[[ EXTRACTED INFORMATION, beginning ]]

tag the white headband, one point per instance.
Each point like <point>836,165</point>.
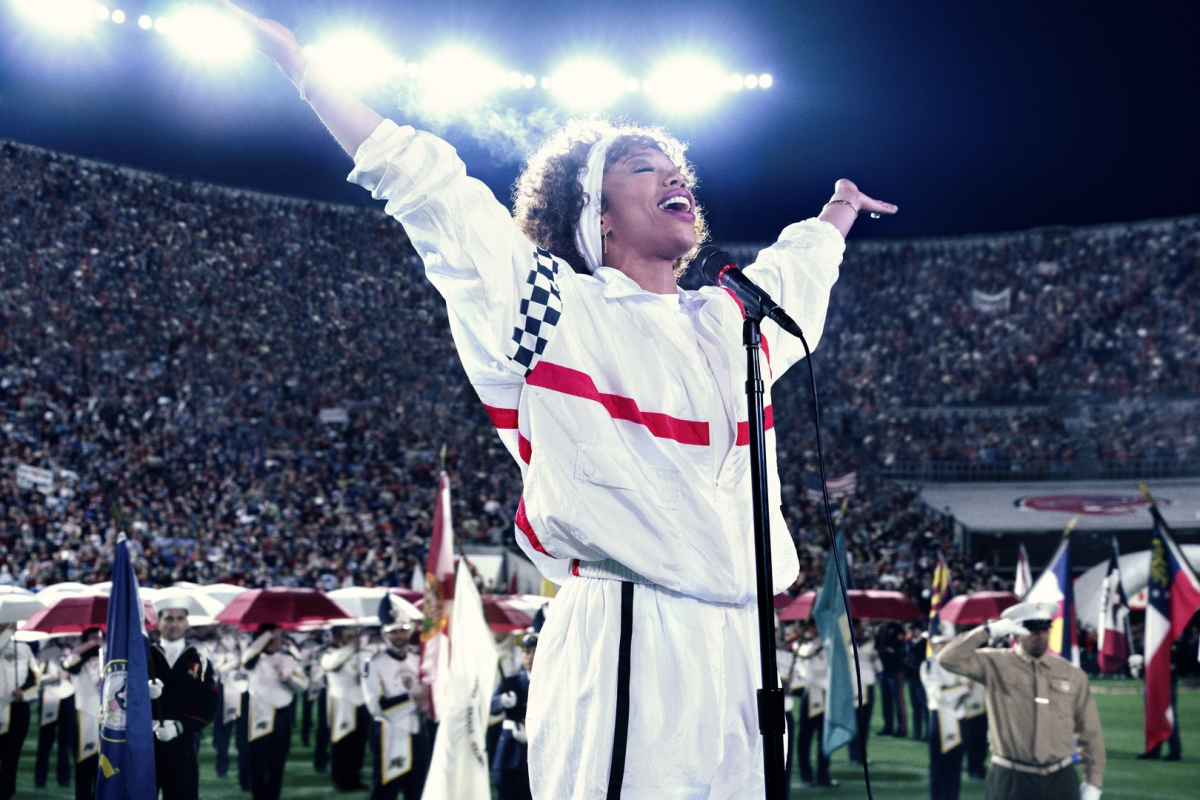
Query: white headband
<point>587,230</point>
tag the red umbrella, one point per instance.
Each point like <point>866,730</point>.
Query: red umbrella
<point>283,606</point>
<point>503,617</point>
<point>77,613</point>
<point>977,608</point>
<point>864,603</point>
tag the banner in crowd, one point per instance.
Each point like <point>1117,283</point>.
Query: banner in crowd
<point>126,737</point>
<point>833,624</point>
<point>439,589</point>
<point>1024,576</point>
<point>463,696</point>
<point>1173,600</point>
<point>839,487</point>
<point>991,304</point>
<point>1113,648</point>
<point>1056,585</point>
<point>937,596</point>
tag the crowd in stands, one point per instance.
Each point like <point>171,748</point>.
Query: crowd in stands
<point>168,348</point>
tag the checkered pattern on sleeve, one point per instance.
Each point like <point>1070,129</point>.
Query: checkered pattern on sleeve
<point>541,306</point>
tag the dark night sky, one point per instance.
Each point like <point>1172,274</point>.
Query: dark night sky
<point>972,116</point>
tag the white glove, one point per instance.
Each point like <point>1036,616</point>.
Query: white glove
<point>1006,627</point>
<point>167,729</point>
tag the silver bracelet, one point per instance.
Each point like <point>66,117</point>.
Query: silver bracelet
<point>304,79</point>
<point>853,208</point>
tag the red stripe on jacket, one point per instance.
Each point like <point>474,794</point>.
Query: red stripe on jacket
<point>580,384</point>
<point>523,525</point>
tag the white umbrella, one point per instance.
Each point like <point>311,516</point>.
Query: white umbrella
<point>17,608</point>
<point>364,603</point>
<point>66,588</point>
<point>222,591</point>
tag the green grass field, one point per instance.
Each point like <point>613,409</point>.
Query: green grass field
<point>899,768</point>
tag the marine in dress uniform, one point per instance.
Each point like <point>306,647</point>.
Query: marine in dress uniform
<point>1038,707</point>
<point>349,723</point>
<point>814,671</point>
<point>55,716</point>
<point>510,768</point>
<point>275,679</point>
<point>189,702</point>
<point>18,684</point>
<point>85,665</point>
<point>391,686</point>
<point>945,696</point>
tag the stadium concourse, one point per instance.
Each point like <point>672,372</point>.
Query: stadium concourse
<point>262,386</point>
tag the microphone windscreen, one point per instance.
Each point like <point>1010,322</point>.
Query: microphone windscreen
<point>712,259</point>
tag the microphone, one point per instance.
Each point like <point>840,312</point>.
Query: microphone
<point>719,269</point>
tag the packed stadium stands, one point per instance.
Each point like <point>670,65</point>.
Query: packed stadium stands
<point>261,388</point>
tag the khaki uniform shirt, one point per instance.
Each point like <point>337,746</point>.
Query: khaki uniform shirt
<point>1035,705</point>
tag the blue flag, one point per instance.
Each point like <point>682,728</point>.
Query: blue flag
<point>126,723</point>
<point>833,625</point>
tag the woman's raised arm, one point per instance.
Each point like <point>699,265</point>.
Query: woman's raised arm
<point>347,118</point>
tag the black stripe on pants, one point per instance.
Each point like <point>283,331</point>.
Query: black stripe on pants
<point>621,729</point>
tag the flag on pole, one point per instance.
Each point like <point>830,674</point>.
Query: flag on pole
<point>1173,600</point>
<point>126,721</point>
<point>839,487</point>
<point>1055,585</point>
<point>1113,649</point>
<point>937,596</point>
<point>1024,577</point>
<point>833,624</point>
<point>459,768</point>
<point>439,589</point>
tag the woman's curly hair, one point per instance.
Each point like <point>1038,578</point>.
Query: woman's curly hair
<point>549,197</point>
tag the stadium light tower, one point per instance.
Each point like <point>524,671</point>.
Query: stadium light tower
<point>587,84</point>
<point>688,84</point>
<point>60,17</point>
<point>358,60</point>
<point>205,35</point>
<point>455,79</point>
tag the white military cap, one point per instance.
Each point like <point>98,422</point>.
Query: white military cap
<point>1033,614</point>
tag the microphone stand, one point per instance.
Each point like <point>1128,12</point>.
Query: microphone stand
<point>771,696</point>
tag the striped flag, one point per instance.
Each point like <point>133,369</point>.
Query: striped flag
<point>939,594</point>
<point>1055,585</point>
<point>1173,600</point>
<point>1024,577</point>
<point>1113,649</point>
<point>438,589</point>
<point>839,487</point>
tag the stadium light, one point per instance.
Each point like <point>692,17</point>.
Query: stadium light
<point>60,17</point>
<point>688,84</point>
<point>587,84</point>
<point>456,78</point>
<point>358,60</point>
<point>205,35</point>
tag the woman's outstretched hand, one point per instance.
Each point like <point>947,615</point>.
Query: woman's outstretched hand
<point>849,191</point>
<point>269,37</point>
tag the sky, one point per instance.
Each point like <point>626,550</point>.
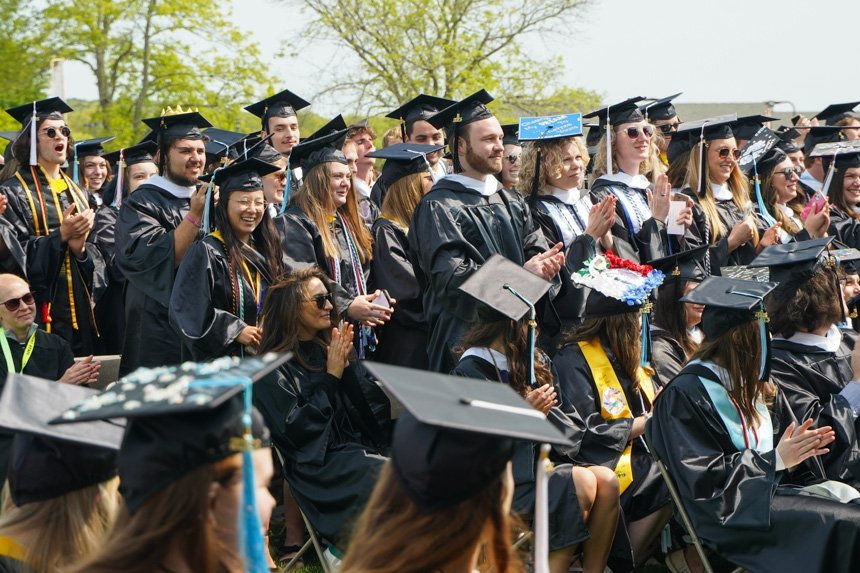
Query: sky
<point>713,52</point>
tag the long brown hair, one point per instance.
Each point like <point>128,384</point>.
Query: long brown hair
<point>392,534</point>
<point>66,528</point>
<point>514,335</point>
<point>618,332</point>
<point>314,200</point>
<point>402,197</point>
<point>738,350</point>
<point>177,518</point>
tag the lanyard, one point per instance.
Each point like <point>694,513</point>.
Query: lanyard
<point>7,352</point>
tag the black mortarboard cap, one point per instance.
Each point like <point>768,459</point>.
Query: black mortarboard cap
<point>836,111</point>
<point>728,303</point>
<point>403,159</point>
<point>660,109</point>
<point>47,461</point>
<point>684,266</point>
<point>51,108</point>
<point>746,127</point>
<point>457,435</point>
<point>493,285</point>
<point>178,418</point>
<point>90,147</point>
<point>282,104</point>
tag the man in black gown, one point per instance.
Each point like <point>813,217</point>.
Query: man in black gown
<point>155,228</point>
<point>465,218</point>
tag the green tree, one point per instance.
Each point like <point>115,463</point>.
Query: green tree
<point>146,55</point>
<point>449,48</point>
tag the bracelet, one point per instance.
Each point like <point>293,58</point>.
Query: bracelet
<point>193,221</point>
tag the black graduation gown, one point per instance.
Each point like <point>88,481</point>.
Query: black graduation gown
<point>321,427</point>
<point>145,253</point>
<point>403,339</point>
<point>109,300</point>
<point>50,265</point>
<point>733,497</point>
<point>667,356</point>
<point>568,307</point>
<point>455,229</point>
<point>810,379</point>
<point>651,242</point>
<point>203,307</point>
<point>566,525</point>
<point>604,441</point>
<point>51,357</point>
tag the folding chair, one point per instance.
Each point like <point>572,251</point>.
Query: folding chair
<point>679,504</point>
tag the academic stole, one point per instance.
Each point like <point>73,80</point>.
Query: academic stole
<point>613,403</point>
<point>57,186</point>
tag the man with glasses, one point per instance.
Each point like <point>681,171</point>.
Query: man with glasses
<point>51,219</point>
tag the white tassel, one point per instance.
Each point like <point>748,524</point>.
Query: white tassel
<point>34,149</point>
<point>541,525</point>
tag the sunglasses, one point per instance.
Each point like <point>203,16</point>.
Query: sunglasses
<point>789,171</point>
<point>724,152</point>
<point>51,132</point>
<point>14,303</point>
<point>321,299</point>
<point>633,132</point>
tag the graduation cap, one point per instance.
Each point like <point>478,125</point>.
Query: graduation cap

[[ EXTRACTED INFORMATION, end ]]

> ABOUT THIS EXERCISE:
From the first line to the last, reproduce the listing above exactly, leaving the pictures out.

> ANSWER TO THE PROBLEM:
tag the white headband, one point per instance.
Each point like <point>836,165</point>.
Query: white headband
<point>587,230</point>
tag the red umbrella, one point per instance.
Each point like <point>866,730</point>.
Query: red umbrella
<point>283,606</point>
<point>503,617</point>
<point>77,613</point>
<point>977,608</point>
<point>864,603</point>
tag the banner in crowd, one point per instance.
Each point like <point>1117,283</point>.
Query: banner in crowd
<point>126,737</point>
<point>833,624</point>
<point>439,589</point>
<point>1024,576</point>
<point>463,696</point>
<point>1173,600</point>
<point>839,487</point>
<point>991,304</point>
<point>1113,648</point>
<point>1056,585</point>
<point>937,596</point>
tag the crowd in stands, one point per instance.
Each point like <point>171,748</point>.
Query: crowd in stands
<point>168,348</point>
tag the checkered pattern on sleeve, one point per instance.
Each point like <point>1070,129</point>.
Query: checkered pattern on sleeve
<point>541,306</point>
tag the dark night sky, one point per instance.
Each point like <point>1172,274</point>.
Query: dark night sky
<point>972,116</point>
tag the white glove, one point per instance.
Each point like <point>1036,616</point>.
Query: white glove
<point>1006,627</point>
<point>167,729</point>
tag the silver bracelet, one point per instance.
Each point like <point>66,117</point>.
Query: silver bracelet
<point>304,79</point>
<point>853,208</point>
tag the red stripe on jacket, one point per instance.
Each point like <point>474,794</point>.
Query: red stripe on jacket
<point>580,384</point>
<point>523,525</point>
tag the white umbrella, one point per instance.
Each point like <point>311,516</point>.
Query: white umbrella
<point>17,608</point>
<point>364,603</point>
<point>66,588</point>
<point>222,591</point>
tag the green grass field, one point per instance.
Each point like <point>613,409</point>.
Query: green grass field
<point>899,768</point>
tag the marine in dress uniform, one point per instance.
Each point like <point>306,647</point>.
Query: marine in dress uniform
<point>1038,707</point>
<point>349,723</point>
<point>814,671</point>
<point>55,716</point>
<point>510,768</point>
<point>275,679</point>
<point>189,702</point>
<point>18,684</point>
<point>85,665</point>
<point>391,686</point>
<point>945,696</point>
tag the stadium concourse, one point per instance.
Each point like <point>672,372</point>.
Query: stadium concourse
<point>262,386</point>
tag the microphone windscreen, one point per instance.
Each point like <point>1010,322</point>.
Query: microphone windscreen
<point>712,259</point>
tag the microphone, one point per instance.
Each point like <point>840,312</point>.
Query: microphone
<point>719,269</point>
tag the packed stadium stands, one point per instance.
Each point like <point>670,65</point>.
Query: packed stadium stands
<point>261,388</point>
tag the khaki uniform shirt, one point per instance.
Each point like <point>337,746</point>.
Query: khaki uniform shirt
<point>1035,705</point>
tag the blue flag, one point per instance.
Each point like <point>682,728</point>.
Query: blue flag
<point>126,723</point>
<point>833,625</point>
tag the woman's raised arm, one point per instance.
Each point like <point>699,265</point>.
Query: woman's raised arm
<point>347,118</point>
tag the black stripe on pants, one point per instance.
Each point like <point>283,331</point>.
Query: black stripe on pants
<point>621,729</point>
tag the flag on pole, one point per instance.
Each point like <point>830,674</point>.
Query: flag on pole
<point>1173,600</point>
<point>126,721</point>
<point>839,487</point>
<point>1055,585</point>
<point>1113,649</point>
<point>937,596</point>
<point>1024,577</point>
<point>833,624</point>
<point>459,768</point>
<point>439,589</point>
tag the woman's curly hair, one point per instance.
Each point like <point>1038,578</point>.
Query: woman's curly hair
<point>549,197</point>
tag the stadium light tower, one point per instance.
Each point like <point>524,671</point>.
Query: stadium light tower
<point>587,84</point>
<point>688,84</point>
<point>60,17</point>
<point>358,60</point>
<point>205,35</point>
<point>455,79</point>
tag the white military cap, one point per instance.
Each point like <point>98,422</point>.
Query: white military cap
<point>1033,614</point>
tag the microphone stand, one point per instance.
Each point like <point>1128,12</point>.
Query: microphone stand
<point>771,696</point>
tag the striped flag, one point per instance.
Each point like <point>133,369</point>.
Query: striped flag
<point>939,594</point>
<point>1055,585</point>
<point>1173,600</point>
<point>1024,577</point>
<point>1113,649</point>
<point>438,589</point>
<point>839,487</point>
tag the stadium light, one point per instance.
Each point like <point>692,17</point>.
Query: stadium light
<point>60,17</point>
<point>688,84</point>
<point>587,84</point>
<point>456,78</point>
<point>358,60</point>
<point>205,35</point>
tag the woman's outstretched hand, one point per instance.
Each point like <point>947,615</point>.
Query: woman's outstretched hand
<point>849,191</point>
<point>269,37</point>
tag the sky, one point per instance.
Each point like <point>626,550</point>.
Query: sky
<point>713,52</point>
tag the long brown hair, one point per instance.
Each point like <point>128,384</point>.
Query: long brown hair
<point>392,534</point>
<point>66,528</point>
<point>514,335</point>
<point>618,332</point>
<point>314,200</point>
<point>402,197</point>
<point>738,350</point>
<point>177,518</point>
tag the lanyard, one point per instance.
Each point like <point>694,513</point>.
Query: lanyard
<point>7,352</point>
tag the black mortarboard cap, one point per instance.
Each point like <point>768,459</point>.
Query: black mortarboard cap
<point>836,111</point>
<point>728,303</point>
<point>403,159</point>
<point>660,109</point>
<point>47,461</point>
<point>684,266</point>
<point>51,108</point>
<point>746,127</point>
<point>457,435</point>
<point>493,285</point>
<point>178,418</point>
<point>90,147</point>
<point>282,104</point>
tag the man in black gown, one point per instance.
Each point like <point>813,217</point>.
Query: man in black gown
<point>155,228</point>
<point>465,218</point>
tag the green tree, one point per instance.
Each point like <point>115,463</point>.
Query: green tree
<point>146,55</point>
<point>449,48</point>
tag the bracelet, one point per instance.
Each point like <point>293,58</point>.
Query: bracelet
<point>193,221</point>
tag the black graduation gown, one point per instance.
Each point like <point>88,481</point>.
Query: black graduation gown
<point>321,427</point>
<point>145,253</point>
<point>403,339</point>
<point>109,300</point>
<point>50,265</point>
<point>733,497</point>
<point>667,356</point>
<point>568,307</point>
<point>455,229</point>
<point>810,379</point>
<point>651,242</point>
<point>203,307</point>
<point>566,525</point>
<point>604,441</point>
<point>51,357</point>
tag the folding chair, one point per instance.
Each point like <point>572,251</point>.
Query: folding chair
<point>679,504</point>
tag the academic stole, one point per instance.
Each point like <point>73,80</point>.
Query: academic stole
<point>613,403</point>
<point>57,186</point>
tag the man with glasses, one point per instance.
Each point like <point>681,171</point>.
Query: man with glasses
<point>51,219</point>
tag the white tassel, one point per instance.
Each point like <point>748,524</point>.
Query: white tassel
<point>34,149</point>
<point>541,525</point>
tag the sunglasses, one point per instance.
Each point like <point>203,16</point>.
Query: sunglasses
<point>789,171</point>
<point>724,152</point>
<point>51,132</point>
<point>14,303</point>
<point>321,299</point>
<point>633,132</point>
tag the graduation cap, one point per instance.
Each point like <point>478,125</point>.
Query: graduation cap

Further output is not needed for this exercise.